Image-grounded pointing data
————————
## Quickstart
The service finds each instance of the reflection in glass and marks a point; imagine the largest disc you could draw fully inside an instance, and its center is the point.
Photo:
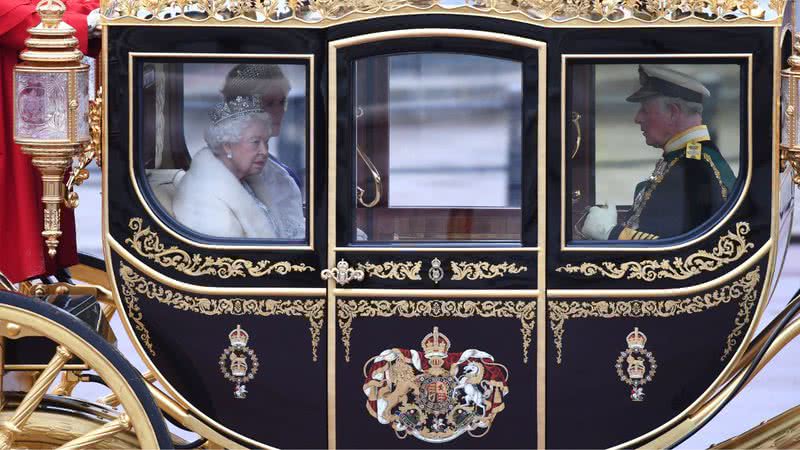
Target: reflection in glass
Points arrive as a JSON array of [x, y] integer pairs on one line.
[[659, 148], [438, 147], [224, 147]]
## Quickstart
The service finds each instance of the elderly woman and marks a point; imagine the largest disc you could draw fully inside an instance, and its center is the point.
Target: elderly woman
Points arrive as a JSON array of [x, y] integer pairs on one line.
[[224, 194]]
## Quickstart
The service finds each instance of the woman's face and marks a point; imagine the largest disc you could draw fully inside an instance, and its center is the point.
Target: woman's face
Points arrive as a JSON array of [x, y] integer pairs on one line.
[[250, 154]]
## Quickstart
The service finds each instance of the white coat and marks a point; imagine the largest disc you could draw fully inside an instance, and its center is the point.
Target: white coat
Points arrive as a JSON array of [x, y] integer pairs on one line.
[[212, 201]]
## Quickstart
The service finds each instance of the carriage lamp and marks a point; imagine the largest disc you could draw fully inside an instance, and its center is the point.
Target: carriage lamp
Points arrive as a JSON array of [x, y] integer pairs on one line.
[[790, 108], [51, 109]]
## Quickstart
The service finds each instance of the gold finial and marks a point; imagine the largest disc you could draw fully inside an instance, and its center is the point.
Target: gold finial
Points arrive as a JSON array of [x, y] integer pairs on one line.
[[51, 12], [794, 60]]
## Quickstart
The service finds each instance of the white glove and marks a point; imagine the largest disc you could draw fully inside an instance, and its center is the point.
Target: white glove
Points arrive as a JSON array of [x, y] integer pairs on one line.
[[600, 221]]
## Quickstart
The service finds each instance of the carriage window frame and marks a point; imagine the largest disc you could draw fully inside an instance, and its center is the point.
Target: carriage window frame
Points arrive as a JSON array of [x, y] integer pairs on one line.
————————
Work request – The answer must be the full set of records, repeated exactly, with no pictures.

Exercise output –
## Quickstart
The service finds each instance of the reflection in glass and marks a point; imagine the largest disc you could draw fully inside an instance, and its center is the point.
Photo:
Target: reflection in glass
Points arrive as a JSON array of [x, y] integer pairs on one line.
[[659, 148], [438, 147], [224, 147]]
## Quickstart
The service finds each instance of the elderly woman and marks a point; imagine the largest disc you could draw fully inside an instance, and its center is the point.
Target: elderly woman
Points arrive as a JSON array of [x, y] integer pairs on one line.
[[224, 194]]
## Quickstart
The service finds each instance of the woman's face and marks a point; imagine the largest disc you could draw fully inside an instance, and its center is the point.
Target: woman's face
Points arrive as a JSON array of [x, y] integer pairs on one line.
[[250, 154]]
## Quickstart
The service finds each instance of the white coat and marks a point; imagine the largest disc you could draw fully inside an instance, and its center is the point.
Target: white coat
Points arrive as a JSON array of [x, y] integer pairs on one line.
[[212, 201]]
## Quickstart
The service finds each instance of the carriage lamp and marks a point; imagine the largest disc you could draw fully inside an instance, and its center is the point.
Target: carriage lamp
Points arrive as a JSON array of [x, y] integer pairs on one line.
[[790, 108], [51, 109]]
## Quickstart
The service finds each instance of the gold finial and marks a point; imagine the largest disc you could draw fully inside an instance, and its center is the point.
Target: gold finial
Points arrive as a JSON array of [x, y] integer pairs on one line.
[[51, 12], [794, 60]]
## Quickstart
The service finds each instance of the white glove and marks a point; imagine the largest disc you could draw fully inside an instance, and its center is the point.
Target: white glove
Points arrive as a JSON array of [x, y] integer pairs on one line.
[[600, 221]]
## Quickstart
The service finds each instance of the carriage window frame and marks a point; imagine the largest disc you could draw fully inside an instance, and its center is the point.
Target: carriage window frame
Points arrive as a JSON array of [x, y] integer pairs on one line.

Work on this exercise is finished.